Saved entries
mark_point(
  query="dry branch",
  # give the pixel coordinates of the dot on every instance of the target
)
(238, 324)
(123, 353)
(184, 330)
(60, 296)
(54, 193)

Required work
Return only those lines that run from the one containing "# give the pixel" through the end of the entries, keeping each exactly as written.

Written solution
  # give the pixel coordinates of the dot on every instance of the target
)
(238, 324)
(123, 353)
(184, 330)
(60, 296)
(54, 193)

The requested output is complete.